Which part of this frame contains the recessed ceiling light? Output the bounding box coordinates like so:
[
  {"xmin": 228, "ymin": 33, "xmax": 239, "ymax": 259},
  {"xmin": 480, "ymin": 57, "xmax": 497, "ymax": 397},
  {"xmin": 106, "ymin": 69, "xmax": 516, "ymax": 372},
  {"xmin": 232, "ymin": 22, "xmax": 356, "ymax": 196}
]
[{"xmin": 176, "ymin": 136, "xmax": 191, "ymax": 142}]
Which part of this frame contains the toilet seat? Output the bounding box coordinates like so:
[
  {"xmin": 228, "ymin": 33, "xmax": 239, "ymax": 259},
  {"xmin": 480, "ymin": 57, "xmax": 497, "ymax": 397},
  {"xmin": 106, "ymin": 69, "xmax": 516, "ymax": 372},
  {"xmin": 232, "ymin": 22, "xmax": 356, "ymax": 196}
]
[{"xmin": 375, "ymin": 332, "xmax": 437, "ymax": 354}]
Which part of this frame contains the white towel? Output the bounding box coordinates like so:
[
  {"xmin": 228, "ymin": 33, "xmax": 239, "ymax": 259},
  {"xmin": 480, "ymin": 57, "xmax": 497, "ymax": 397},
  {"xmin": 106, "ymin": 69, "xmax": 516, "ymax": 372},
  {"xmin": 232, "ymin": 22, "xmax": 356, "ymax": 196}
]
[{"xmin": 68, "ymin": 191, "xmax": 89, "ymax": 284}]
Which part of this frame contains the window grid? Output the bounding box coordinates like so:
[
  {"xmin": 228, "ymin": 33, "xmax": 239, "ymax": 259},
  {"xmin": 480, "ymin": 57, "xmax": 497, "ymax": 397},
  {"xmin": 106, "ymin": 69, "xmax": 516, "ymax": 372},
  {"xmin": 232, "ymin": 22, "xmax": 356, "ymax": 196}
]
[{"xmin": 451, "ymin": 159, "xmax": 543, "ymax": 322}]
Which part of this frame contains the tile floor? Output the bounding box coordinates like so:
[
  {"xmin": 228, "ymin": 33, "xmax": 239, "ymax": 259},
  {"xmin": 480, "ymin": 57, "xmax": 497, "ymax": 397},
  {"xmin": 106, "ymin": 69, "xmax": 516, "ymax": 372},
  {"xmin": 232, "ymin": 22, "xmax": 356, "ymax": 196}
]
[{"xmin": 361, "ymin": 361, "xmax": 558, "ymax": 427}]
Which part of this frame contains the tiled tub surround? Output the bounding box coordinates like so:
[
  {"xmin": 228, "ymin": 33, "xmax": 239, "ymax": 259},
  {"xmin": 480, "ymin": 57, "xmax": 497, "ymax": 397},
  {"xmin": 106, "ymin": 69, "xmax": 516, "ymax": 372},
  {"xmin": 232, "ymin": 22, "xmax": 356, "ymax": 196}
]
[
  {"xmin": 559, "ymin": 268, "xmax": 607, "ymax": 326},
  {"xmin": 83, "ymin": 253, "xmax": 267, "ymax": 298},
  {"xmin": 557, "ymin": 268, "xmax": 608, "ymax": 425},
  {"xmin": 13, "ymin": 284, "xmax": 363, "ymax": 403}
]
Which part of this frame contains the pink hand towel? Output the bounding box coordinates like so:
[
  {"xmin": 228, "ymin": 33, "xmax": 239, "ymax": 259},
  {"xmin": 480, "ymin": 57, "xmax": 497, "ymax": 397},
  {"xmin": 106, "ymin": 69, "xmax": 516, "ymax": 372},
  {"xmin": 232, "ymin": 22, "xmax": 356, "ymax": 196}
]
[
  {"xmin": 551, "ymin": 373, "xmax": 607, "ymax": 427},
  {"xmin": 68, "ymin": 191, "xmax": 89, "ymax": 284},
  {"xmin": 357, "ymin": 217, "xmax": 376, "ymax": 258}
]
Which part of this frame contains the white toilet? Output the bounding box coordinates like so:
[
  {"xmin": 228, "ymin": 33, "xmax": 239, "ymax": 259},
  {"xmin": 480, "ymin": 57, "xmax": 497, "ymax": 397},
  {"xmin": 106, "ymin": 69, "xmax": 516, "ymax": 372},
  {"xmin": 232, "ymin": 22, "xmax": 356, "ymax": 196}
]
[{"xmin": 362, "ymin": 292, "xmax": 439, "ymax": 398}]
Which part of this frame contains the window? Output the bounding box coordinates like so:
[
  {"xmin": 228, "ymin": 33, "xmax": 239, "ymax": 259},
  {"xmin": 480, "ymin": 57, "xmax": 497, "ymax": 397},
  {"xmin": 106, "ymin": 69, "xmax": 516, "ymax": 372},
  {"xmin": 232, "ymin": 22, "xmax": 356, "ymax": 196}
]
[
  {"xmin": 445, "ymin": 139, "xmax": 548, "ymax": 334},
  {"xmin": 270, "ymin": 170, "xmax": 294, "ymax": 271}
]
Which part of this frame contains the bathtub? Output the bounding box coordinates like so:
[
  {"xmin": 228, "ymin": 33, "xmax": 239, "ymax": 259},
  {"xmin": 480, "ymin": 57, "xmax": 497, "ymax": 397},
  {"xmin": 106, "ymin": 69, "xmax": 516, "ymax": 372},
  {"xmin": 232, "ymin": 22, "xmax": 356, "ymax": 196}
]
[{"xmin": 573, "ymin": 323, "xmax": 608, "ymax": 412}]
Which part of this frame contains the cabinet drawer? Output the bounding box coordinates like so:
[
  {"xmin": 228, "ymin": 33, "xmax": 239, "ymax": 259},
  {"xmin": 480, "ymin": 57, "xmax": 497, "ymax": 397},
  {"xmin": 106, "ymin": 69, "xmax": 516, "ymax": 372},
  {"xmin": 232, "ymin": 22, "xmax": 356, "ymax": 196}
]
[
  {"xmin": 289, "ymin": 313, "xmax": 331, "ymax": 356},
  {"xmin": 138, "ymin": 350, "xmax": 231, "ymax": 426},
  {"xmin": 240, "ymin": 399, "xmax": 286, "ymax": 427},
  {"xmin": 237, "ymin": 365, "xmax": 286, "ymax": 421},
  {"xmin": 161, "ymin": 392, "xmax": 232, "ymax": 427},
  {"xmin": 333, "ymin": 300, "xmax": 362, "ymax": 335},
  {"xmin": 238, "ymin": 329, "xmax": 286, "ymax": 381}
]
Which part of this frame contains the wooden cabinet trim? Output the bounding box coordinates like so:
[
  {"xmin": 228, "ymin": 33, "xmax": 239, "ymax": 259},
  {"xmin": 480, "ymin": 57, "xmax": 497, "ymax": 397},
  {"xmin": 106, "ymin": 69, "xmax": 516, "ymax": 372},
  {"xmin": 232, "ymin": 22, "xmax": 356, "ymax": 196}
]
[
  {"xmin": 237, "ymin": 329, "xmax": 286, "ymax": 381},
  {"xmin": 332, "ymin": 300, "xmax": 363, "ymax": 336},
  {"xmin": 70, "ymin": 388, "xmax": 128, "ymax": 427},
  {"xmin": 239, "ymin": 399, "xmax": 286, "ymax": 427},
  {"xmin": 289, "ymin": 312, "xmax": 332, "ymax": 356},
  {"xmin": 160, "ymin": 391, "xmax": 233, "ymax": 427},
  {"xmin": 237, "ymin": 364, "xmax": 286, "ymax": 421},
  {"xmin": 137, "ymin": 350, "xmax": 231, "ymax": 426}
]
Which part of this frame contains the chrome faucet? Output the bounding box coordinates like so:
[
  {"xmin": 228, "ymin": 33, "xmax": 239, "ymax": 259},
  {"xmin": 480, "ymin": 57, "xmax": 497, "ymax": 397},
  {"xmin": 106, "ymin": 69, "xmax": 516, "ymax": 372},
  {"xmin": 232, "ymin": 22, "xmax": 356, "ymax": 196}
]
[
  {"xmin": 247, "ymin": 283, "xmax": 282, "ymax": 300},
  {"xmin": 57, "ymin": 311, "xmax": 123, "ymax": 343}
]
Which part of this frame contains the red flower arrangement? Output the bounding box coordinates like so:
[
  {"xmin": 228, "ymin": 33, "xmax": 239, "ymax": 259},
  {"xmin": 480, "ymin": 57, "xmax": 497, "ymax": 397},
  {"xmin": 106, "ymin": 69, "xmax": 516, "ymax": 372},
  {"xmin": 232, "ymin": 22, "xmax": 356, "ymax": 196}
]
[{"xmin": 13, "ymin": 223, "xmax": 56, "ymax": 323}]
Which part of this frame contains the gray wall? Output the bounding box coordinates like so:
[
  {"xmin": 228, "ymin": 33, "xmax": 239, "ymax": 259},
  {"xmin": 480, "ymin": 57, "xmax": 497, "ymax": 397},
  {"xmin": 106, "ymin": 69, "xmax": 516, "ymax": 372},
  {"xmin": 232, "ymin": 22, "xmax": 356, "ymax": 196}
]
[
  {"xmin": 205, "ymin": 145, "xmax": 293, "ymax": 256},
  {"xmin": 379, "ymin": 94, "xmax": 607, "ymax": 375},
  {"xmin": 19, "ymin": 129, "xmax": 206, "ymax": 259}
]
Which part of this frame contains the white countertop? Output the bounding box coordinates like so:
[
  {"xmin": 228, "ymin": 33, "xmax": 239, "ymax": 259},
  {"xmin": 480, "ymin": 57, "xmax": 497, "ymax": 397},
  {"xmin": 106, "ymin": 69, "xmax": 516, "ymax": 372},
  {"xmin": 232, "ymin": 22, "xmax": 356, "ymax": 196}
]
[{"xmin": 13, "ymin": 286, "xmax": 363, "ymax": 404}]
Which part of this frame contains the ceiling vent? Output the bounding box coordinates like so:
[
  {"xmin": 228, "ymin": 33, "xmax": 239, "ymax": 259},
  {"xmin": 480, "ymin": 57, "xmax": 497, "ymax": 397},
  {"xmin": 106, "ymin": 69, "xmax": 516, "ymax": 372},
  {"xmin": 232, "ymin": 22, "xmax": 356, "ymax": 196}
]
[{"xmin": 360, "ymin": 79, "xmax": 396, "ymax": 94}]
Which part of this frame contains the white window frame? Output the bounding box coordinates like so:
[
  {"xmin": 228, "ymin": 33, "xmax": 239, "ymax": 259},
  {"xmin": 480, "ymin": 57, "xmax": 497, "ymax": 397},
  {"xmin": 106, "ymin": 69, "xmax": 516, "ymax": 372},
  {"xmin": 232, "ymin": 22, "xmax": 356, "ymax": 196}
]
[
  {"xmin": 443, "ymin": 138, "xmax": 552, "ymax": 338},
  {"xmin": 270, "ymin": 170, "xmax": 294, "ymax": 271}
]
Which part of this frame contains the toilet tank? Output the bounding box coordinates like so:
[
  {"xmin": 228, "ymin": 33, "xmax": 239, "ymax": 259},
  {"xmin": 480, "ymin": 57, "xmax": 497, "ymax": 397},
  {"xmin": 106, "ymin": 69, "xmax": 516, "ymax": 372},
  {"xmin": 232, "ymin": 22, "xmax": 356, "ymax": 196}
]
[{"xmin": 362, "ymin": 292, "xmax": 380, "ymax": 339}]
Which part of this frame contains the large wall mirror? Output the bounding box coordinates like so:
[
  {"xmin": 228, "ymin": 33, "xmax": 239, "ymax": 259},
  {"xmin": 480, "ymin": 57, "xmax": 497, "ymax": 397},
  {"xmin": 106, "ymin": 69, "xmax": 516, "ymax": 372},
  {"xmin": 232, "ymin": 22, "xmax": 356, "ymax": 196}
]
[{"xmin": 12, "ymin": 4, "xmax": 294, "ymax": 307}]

====================

WORK REQUEST
Each line above with the word "ceiling" needs to be copied.

RESULT OF THIS EXERCISE
Which part of this frame contains the recessed ceiling light? Output the bounding box coordinates like so:
Which part of this frame contains the ceiling vent? Output the bounding box coordinates like so:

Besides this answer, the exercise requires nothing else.